======== Data to examine ========

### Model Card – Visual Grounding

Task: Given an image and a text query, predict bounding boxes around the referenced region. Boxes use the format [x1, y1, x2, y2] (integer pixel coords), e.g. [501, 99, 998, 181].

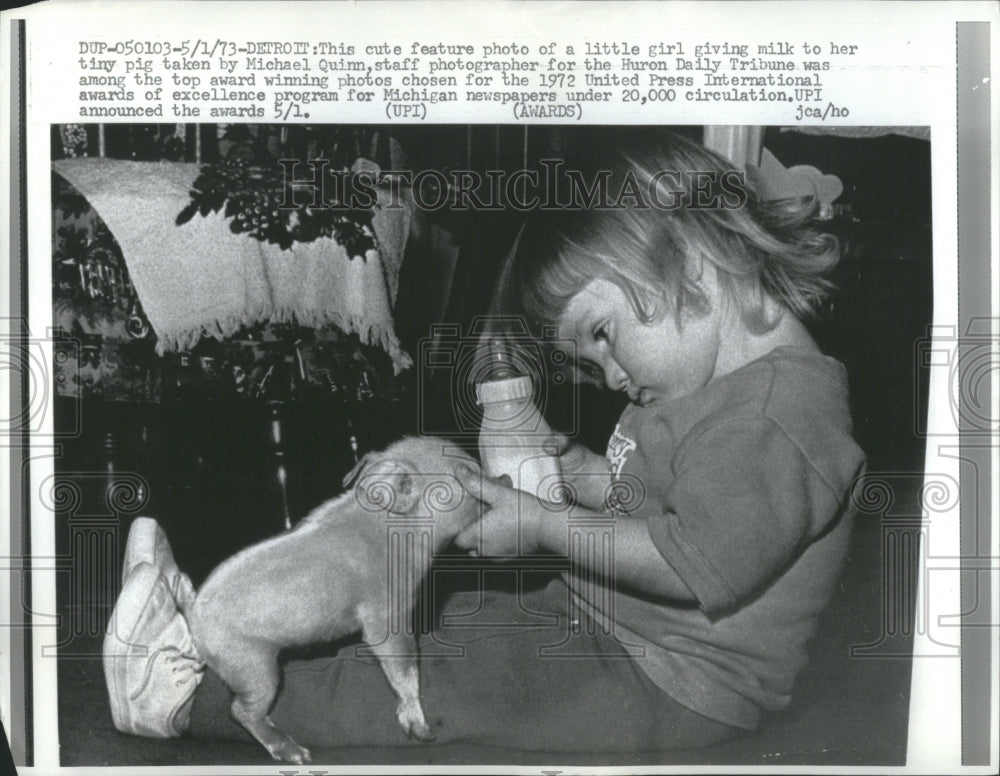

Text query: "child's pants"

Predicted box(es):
[187, 570, 739, 753]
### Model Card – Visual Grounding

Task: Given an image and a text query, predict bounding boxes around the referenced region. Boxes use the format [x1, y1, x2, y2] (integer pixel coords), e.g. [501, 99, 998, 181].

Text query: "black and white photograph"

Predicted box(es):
[44, 121, 932, 767]
[1, 2, 997, 774]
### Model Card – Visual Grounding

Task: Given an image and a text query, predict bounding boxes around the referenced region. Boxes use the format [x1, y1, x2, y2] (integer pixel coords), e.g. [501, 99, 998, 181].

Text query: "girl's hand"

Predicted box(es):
[452, 465, 548, 556]
[546, 433, 609, 476]
[545, 433, 613, 512]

========

== Exercise brief ==
Repeat the data above exactly; images are not part of the copy.

== Problem solution ==
### Model Card – Visual Grounding

Task: Given an image and a text query, predict bounding boxes around the referenced region. Boxes use the format [x1, y1, x2, y2] (integer pixel coords), e.g. [501, 99, 998, 181].


Text query: "child's pants"

Predicted box(es):
[187, 570, 739, 753]
### Model Card – Visual Grounding

Task: Given an image and a text query, predict bounding boxes around the referenced region. Boxes use the format [x1, y1, x2, y2] (integer pixel coords), e.g. [501, 99, 998, 181].

Text query: "black and white photograph"

Predicted box(es):
[44, 121, 932, 767]
[1, 2, 997, 774]
### Model Card – Visual Grounding

Task: Given an image and a text query, predict bounding boxes around the referenced region. Boxes use the format [x1, y1, x2, y2] (integer pixel coords), e.g. [501, 99, 998, 181].

Text query: "girl's hand"

Predicted box(es):
[452, 465, 548, 556]
[546, 433, 609, 476]
[545, 433, 613, 512]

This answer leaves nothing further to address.